● EXERCISE REQUIREMENTS
a – Rewrite the paragraph in the passage on Loch Ness evidence that begins "The Loch Ness is about 250m" as a short bulleted list that keeps its main facts.
b – List every animal or object that the passage on Loch Ness evidence gives as a possible or proven subject of photographs said to show the monster.
c – Answer these questions from the passage on Loch Ness evidence:
(i) Who took the most famous photograph of the creature in 1934, and what was his profession?
(ii) Who led the team that used underwater photography in the loch?
(iii) How deep is Loch Ness?

● PASSAGE FOR REVIEW
E V I D E N C E
Photographs of the Loch Ness Monster abound, but few prove convincing on analysis. Some are definite fakes; some are not quite that, but are certainly not pictures of anything very monstrous. The most famous of all the photographs purportedly of the creature, taken in 1934 by a visiting London surgeon, R. K. Wilson, seems convincing at first until one begins to make sensible estimates of the scale of the ripples surrounding the "monster's head"; conventional naturalists have proposed that the subject of the photograph was probably a diving otter or marine bird, perhaps a moorhen. Other photographs have been shown to be of floating logs. And others?

In 1972-3 and again in 1975 underwater
photography was used in the loch by a team headed by Dr Robert Rines. The results can only
be described as inconclusive, for, even on the tiny minority of photographs which show
anything other than the expected, the images are far from clear. One shows what can (with
a stretch of the imagination) be constituted to be a monstrous
horned head,
rather reminiscent of that of a snail or slug. Even of these objects (and, in the case of
the head at least, we cannot really be sure that it is an object ) are what they might
seem to be, they give us no real clues as to the nature of the creature. It is easy to
underestimate the hostility to life of the environment that is Loch Ness.

The Loch Ness is about 250m (820ft) deep, only the uppermost 40m (130ft) or so of which tolerates normal marine creatures. Below that there is virtually no animal life at all, and very little other life, in water whose temperature varies hardly at all throughout the year from a chilly 5.5 degrees. Thus any denizen of the depths would have to be a plankton-eater; but plankton is much more plentiful in the surface regions, so we would expect to see the monster there quite frequently.

● RECORDS SUPPLIED
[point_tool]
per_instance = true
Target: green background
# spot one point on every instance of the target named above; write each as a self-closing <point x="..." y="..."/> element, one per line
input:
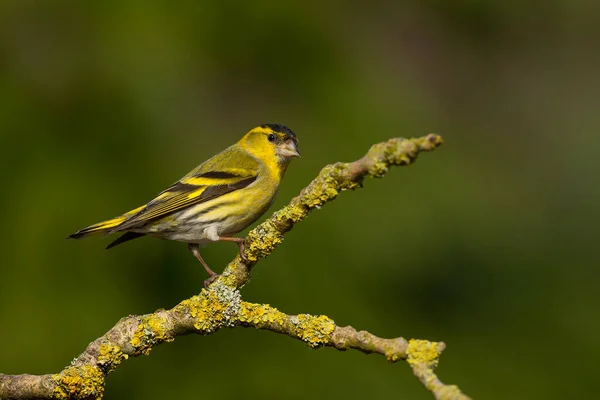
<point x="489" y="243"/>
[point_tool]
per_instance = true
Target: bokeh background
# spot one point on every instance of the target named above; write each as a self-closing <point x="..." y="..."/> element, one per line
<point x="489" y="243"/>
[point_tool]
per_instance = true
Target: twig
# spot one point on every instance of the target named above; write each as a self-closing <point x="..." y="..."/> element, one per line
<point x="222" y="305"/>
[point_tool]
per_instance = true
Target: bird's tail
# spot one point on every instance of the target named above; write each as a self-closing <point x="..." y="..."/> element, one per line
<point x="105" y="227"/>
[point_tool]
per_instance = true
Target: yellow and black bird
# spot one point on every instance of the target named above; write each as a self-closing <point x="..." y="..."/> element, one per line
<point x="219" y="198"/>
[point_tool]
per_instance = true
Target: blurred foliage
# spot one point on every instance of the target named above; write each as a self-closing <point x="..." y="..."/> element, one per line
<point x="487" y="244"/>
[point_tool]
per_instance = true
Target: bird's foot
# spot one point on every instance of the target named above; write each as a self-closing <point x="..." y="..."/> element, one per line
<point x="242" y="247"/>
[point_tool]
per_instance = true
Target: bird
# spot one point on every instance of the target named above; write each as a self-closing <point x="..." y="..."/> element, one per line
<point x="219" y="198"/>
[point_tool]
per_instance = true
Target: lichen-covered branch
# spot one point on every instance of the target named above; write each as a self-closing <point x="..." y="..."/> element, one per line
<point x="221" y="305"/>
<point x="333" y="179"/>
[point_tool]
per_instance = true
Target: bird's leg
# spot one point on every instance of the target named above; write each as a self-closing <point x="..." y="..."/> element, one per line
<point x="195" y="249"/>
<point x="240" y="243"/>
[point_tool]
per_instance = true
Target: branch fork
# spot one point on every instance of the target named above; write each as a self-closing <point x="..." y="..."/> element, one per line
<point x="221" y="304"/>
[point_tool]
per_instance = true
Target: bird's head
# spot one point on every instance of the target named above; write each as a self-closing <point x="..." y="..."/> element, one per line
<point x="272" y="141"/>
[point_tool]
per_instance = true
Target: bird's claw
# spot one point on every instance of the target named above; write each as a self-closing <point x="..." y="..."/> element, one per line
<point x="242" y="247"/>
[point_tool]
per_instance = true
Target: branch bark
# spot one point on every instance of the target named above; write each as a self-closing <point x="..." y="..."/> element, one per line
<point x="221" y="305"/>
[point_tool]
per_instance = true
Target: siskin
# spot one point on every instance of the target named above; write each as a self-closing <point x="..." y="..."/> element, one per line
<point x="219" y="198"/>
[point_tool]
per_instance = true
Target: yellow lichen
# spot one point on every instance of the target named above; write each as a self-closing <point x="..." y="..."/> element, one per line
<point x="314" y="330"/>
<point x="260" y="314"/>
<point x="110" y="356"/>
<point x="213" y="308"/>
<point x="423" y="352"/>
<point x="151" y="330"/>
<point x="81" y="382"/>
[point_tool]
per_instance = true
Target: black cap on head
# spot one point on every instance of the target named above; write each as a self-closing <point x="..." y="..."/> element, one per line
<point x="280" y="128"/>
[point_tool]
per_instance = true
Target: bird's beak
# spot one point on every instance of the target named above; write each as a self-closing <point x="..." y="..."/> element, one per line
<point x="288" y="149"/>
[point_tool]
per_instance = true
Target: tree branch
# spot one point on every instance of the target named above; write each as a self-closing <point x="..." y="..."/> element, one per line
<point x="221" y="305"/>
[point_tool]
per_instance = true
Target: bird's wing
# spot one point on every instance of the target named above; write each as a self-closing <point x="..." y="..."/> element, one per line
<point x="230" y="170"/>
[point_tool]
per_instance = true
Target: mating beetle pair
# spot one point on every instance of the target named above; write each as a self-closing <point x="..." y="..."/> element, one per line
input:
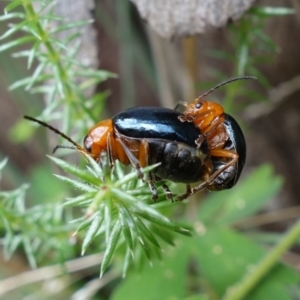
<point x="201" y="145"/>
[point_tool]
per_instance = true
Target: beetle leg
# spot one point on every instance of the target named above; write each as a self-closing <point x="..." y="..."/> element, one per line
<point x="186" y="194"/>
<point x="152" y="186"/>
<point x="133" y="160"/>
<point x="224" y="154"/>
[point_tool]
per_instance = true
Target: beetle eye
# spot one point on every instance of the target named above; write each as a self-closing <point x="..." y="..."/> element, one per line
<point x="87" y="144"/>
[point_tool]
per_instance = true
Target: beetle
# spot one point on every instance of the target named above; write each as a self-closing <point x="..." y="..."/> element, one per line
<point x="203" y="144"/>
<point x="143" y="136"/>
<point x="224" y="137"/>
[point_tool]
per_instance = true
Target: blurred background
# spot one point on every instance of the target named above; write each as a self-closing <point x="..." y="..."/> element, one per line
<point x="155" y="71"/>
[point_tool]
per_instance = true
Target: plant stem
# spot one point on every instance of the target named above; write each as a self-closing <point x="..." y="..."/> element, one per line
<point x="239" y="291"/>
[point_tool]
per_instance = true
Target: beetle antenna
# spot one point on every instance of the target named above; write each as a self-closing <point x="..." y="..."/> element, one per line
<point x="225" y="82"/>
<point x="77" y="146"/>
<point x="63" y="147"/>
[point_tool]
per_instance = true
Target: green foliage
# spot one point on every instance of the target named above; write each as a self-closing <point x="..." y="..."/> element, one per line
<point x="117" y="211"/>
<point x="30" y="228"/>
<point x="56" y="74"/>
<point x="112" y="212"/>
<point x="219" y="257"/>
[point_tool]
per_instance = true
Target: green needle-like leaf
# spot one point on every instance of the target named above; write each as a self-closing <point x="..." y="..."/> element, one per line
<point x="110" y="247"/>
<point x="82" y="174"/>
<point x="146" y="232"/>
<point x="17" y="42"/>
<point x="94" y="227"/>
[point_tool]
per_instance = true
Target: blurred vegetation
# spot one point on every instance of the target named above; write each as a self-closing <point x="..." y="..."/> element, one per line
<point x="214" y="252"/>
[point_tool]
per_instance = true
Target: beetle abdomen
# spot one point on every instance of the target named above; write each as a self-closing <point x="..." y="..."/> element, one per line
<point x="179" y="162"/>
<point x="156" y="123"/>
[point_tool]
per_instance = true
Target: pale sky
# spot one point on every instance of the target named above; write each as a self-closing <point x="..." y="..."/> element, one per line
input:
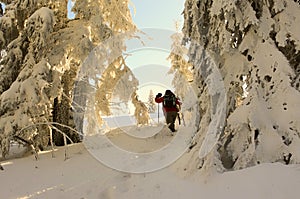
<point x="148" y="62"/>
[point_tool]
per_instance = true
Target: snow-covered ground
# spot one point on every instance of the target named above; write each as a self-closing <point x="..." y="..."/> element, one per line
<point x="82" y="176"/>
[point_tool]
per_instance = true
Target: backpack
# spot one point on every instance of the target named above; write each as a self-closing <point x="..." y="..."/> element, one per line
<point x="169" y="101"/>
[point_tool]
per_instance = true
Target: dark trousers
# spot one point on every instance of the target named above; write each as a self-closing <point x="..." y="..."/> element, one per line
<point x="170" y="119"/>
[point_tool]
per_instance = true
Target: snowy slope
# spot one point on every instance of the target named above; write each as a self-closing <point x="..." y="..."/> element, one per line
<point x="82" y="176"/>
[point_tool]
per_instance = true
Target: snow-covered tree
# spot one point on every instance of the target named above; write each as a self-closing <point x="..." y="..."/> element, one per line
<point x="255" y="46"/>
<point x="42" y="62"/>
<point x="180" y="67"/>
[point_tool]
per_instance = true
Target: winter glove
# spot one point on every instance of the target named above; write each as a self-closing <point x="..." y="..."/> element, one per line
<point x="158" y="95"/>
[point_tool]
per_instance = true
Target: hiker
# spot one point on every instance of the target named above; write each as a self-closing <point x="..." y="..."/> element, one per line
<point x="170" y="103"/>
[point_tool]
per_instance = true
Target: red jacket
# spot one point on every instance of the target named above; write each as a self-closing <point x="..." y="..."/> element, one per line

---

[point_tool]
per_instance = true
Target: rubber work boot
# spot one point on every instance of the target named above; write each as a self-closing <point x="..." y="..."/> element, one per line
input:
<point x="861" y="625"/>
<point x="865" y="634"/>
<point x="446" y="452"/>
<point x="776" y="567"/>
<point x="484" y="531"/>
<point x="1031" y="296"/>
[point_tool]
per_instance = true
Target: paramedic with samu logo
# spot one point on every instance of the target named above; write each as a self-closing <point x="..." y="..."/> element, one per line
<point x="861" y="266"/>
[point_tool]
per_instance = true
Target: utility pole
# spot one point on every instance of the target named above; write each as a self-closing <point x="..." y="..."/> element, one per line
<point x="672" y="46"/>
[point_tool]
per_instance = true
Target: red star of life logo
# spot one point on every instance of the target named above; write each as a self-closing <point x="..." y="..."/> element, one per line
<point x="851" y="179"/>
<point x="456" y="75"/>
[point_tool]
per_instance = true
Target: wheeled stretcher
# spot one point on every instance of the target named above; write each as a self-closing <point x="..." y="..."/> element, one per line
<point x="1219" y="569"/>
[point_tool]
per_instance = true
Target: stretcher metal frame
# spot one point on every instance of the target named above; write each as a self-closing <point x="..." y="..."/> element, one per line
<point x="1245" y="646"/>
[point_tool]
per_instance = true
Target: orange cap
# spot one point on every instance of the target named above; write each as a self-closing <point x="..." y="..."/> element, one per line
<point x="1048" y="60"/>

● SOLUTIONS BELOW
a –
- The loch is about 250m (820ft) deep.
- Only the top 40m (130ft) or so supports normal marine creatures.
- Below that there is almost no animal life and very little other life.
- The water temperature barely changes during the year, staying around a chilly 5.5 degrees.
- Any creature living in the depths would therefore need to eat plankton.
- Plankton is far more plentiful near the surface, so the monster should be seen there often.

b –
- A diving otter
- A marine bird
- A moorhen
- Floating logs

c –
(i) R. K. Wilson, a visiting London surgeon.
(ii) Dr Robert Rines.
(iii) About 250m (820ft).